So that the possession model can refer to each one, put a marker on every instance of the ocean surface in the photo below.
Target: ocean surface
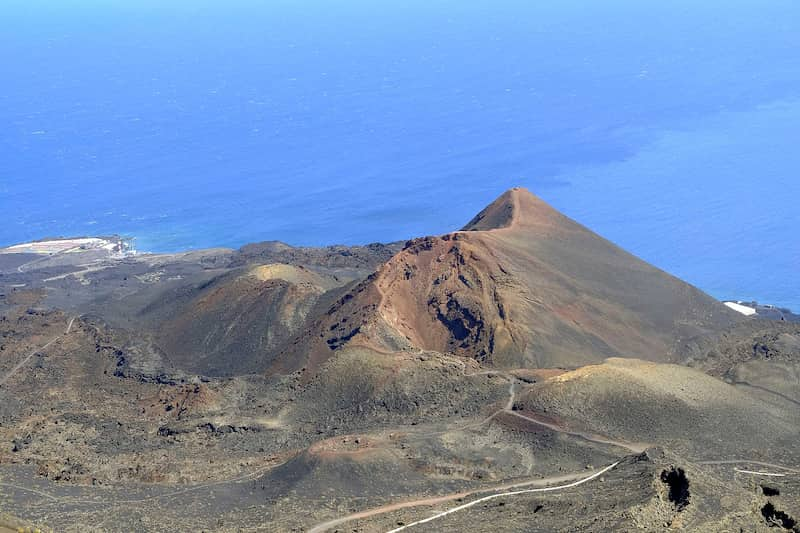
(672, 128)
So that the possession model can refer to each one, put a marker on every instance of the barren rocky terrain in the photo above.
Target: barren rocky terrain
(522, 374)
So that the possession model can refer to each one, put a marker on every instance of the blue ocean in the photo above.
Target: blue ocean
(671, 128)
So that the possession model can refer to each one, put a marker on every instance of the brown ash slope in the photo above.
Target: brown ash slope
(522, 285)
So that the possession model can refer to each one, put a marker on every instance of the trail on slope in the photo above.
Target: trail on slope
(34, 352)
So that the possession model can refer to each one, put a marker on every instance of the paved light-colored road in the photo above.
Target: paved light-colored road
(34, 352)
(505, 494)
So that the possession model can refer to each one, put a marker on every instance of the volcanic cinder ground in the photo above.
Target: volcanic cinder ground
(521, 374)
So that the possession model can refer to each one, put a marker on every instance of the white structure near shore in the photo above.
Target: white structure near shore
(111, 245)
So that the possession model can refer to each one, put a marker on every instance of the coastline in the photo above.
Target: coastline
(116, 247)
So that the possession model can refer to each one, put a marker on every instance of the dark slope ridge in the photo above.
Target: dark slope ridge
(521, 285)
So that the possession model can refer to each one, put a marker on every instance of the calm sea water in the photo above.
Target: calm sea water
(672, 128)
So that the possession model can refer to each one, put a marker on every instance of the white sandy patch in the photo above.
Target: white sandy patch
(745, 310)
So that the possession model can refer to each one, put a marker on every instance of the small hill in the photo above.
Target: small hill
(233, 323)
(521, 285)
(667, 405)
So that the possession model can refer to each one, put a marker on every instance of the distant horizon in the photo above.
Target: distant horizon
(667, 129)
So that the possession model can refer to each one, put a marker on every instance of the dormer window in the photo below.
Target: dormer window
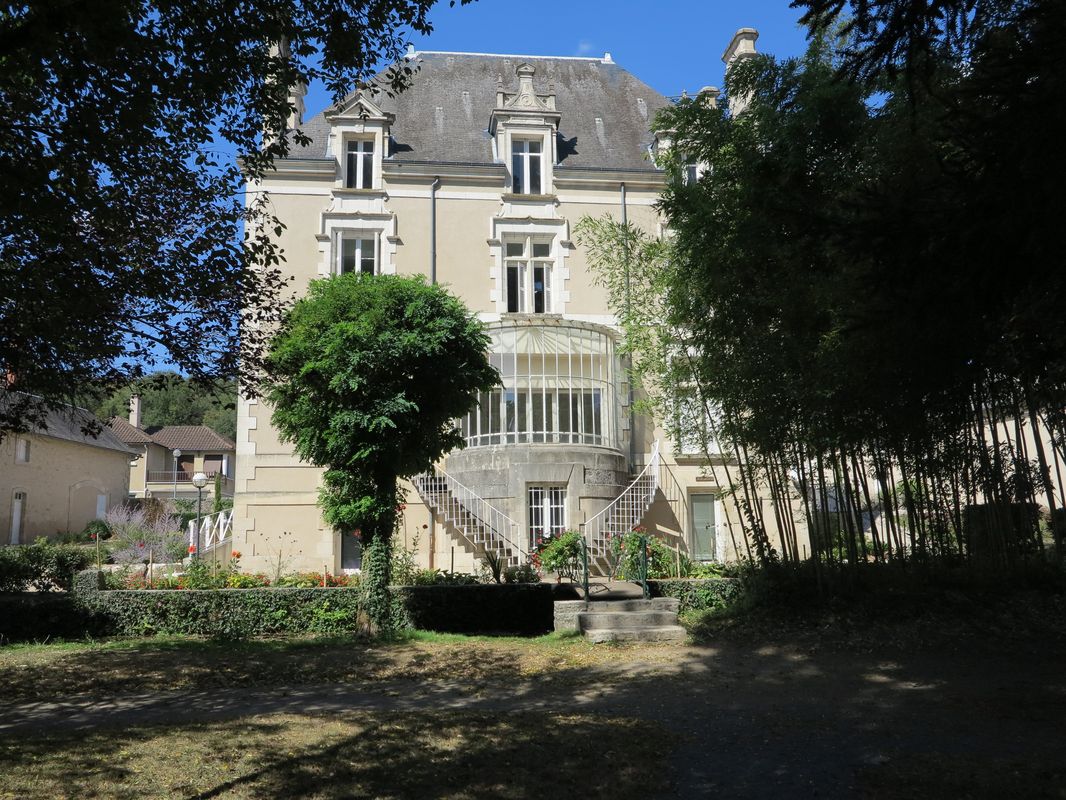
============
_TASK GOAL_. Copy every record exactly, leaving the pictures out.

_COMPLETED EXERCISE_.
So that the possession model can refer to each one, put a marker on every instance of the ocean surface in the photo below.
Target: ocean surface
(672, 128)
So that the possession model can refer to each one, put a marker on every instance of the barren rocky terrain in the photo above.
Target: barren rocky terrain
(522, 374)
So that the possession model can refer to each one, put a marker on every instance of the blue ocean in the photo above.
Target: blue ocean
(671, 128)
So that the possession model can refer to each one, put a marker on every instance of the brown ash slope in the photo above.
Target: brown ash slope
(522, 285)
So that the possession model can refer to each one, put a marker on every instance of the trail on slope in the photo above.
Target: trail on slope
(34, 352)
So that the possession model can refer to each one, put a marker on every instance of the paved light-colored road in the photo above.
Target: paved light-colored road
(34, 352)
(505, 494)
So that the possession model can refer to each one, put a marker on every instance of the volcanic cinder ground in the photo above.
Target: volcanic cinder ground
(521, 374)
So that the possession model can refer to each one, put a marker on every instance of the white structure near shore in the photo above.
Target: white structure near shore
(111, 245)
So that the possession model can refer to each one, put a marker on every instance of the coastline in the photo above.
Target: coastline
(116, 247)
So that the possession model can refer to each one, put a marker on every instance of the dark slope ridge in the photo above.
Target: dark slope ridge
(521, 285)
So that the possession model can refer to each one, put a marker on every instance of the calm sea water in the photo above.
Target: calm sea water
(672, 128)
So that the possession model can refer to each one, put a marker on every instance of the white sandy patch in the photo above.
Target: white sandy patch
(745, 310)
So that the possession model can refer to each one, put a marker on every instance of the small hill in the photo above.
Target: small hill
(233, 323)
(521, 285)
(667, 405)
So that the possession model can refer to each one, put a marker on every instance of the distant horizon in the photo above.
Target: distant horizon
(667, 129)
So that the possession model can refer to each one, put a marker on every instance of the dormer window in the photo below.
Target: dormer window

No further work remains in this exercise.